§ Consignes à suivre:
A - Extrayez du passage sur Condillac le texte qui commence par « Graslin était un » et va jusqu'à « cit., p. 33). » inclus.
B - D'après le passage sur Condillac, en quelle année a paru le Commerce et le gouvernement ?
C - Poursuivez le passage sur Condillac et les physiocrates à partir de l'endroit où il s'arrête.

§ Extrait choisi:
Graslin était un adversaire : Condillac est tout au plus un indépendant ou un disciple émancipé[2]. Cependant le Commerce et le gouvernement, paru en 1776, ne saurait être compris parmi les œuvres de l’école physiocratique. De même que les physiocrates, Condillac admet bien que « la terre est l’unique source des richesses » ; mais il croit aussi à l’utilité et à la productivité du commerce, ne fût-ce que par cette raison — absolument insuffisante — que tout acheteur donne moins pour avoir plus (sans quoi il n’achèterait pas), ce qui implique bien, lui semble-t-il, que le commerçant vendeur a produit, comme richesse

  1. Voyez Sauvaire-Jourdan, op. cit., pp. 10-11. — Bacalan, selon lui, s’est inspiré de Hume, Essai sur la balance du commerce et Essai sur la jalousie commerciale (Op. cit., p. 33).

§ Données fournies:
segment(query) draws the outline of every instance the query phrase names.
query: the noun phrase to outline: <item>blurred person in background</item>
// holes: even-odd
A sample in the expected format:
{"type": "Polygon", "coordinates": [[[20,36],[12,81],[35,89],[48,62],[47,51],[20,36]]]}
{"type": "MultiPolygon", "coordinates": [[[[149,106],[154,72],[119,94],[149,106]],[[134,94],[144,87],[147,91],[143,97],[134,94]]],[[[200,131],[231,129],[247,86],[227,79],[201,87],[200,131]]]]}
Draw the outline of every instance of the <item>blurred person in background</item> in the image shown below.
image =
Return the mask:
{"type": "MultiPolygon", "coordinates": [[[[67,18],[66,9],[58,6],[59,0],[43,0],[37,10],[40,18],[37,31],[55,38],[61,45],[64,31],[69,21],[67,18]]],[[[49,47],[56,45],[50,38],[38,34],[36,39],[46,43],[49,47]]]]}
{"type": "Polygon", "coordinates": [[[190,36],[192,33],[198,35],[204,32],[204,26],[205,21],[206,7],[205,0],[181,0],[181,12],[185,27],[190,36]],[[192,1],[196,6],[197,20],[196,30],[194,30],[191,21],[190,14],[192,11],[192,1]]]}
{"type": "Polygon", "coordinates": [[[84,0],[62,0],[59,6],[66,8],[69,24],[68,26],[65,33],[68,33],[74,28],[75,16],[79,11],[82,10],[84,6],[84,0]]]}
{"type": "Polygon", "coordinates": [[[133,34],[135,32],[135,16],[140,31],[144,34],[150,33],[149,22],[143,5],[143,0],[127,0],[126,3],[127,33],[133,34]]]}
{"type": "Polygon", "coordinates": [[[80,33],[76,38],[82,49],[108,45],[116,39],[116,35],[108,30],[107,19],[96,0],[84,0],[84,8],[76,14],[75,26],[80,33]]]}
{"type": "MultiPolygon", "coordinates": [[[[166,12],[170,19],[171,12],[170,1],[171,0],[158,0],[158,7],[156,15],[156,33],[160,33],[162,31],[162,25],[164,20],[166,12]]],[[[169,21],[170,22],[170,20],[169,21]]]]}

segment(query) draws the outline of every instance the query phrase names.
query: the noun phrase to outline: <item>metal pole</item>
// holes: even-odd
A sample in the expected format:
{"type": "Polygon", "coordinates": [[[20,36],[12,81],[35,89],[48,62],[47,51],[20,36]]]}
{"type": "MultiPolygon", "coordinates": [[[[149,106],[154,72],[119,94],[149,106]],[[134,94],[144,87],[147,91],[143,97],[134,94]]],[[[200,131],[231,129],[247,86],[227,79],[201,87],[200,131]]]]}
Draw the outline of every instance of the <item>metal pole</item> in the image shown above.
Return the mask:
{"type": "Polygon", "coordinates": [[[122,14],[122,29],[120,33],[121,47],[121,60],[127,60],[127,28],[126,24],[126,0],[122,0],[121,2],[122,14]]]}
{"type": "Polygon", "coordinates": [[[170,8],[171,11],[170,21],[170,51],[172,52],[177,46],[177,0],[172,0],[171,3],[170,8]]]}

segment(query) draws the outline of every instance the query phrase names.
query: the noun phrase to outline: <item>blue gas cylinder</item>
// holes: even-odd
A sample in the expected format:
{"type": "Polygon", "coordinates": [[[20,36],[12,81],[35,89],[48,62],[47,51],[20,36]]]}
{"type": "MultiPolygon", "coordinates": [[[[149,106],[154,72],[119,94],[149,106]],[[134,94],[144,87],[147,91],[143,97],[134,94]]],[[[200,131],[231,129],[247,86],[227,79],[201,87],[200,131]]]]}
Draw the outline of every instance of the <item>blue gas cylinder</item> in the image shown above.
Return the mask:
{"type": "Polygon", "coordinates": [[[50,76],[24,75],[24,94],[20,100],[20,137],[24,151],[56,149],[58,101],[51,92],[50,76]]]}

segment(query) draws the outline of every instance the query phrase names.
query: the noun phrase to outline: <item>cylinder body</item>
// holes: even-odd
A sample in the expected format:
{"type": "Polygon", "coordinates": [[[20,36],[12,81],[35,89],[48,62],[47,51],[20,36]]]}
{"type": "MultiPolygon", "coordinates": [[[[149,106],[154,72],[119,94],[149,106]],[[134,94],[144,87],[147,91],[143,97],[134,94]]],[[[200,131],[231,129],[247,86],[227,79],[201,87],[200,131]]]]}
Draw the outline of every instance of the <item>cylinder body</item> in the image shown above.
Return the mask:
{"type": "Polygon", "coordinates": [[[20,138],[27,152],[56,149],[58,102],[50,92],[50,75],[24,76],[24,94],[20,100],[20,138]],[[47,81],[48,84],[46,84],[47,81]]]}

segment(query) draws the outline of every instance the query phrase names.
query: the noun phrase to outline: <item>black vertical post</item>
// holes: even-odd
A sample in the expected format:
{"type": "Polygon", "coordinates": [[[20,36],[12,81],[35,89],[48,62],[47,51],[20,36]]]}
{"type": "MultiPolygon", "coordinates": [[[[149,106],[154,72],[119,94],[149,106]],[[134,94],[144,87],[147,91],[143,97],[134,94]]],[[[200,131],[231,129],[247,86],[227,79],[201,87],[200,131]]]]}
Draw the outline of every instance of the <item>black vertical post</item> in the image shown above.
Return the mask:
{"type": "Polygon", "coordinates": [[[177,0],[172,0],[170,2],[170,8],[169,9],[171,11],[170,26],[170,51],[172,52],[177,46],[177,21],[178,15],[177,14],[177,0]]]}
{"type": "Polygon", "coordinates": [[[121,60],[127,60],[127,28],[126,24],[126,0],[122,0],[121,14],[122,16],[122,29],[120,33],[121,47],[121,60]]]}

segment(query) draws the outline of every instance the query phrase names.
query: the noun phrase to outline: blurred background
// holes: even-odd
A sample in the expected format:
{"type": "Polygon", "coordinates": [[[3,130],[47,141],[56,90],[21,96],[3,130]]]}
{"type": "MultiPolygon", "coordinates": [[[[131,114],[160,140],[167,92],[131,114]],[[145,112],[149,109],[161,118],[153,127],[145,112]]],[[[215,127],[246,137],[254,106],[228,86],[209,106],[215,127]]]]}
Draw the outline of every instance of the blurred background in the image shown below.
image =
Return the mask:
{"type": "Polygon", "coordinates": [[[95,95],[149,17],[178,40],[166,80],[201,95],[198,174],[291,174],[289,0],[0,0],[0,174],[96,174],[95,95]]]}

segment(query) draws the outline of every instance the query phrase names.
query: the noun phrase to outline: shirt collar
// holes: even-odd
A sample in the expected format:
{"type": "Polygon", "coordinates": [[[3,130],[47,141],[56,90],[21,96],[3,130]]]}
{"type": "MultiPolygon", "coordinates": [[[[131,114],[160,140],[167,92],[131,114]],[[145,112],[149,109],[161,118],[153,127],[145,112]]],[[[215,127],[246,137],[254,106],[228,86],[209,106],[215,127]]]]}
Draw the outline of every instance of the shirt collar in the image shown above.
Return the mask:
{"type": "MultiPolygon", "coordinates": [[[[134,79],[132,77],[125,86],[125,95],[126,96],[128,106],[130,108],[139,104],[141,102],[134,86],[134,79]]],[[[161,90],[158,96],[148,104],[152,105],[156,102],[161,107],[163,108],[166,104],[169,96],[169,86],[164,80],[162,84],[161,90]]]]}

§ Réponses par consigne:
A -
Graslin était un adversaire : Condillac est tout au plus un indépendant ou un disciple émancipé[2]. Cependant le Commerce et le gouvernement, paru en 1776, ne saurait être compris parmi les œuvres de l’école physiocratique. De même que les physiocrates, Condillac admet bien que « la terre est l’unique source des richesses » ; mais il croit aussi à l’utilité et à la productivité du commerce, ne fût-ce que par cette raison — absolument insuffisante — que tout acheteur donne moins pour avoir plus (sans quoi il n’achèterait pas), ce qui implique bien, lui semble-t-il, que le commerçant vendeur a produit, comme richesse

  1. Voyez Sauvaire-Jourdan, op. cit., pp. 10-11. — Bacalan, selon lui, s’est inspiré de Hume, Essai sur la balance du commerce et Essai sur la jalousie commerciale (Op. cit., p. 33).

B - En 1776.

C -
  2. Bonnot de Condillac, né à Grenoble en 1714, mort en 1780, auteur de la théorie des sensations considérées comme source unique des idées et de l’entendement, et beaucoup plus connu comme philosophe que comme économiste. — Voyez Denis, Histoire des systèmes économiques et socialistes, t. 1, pp. 153-164.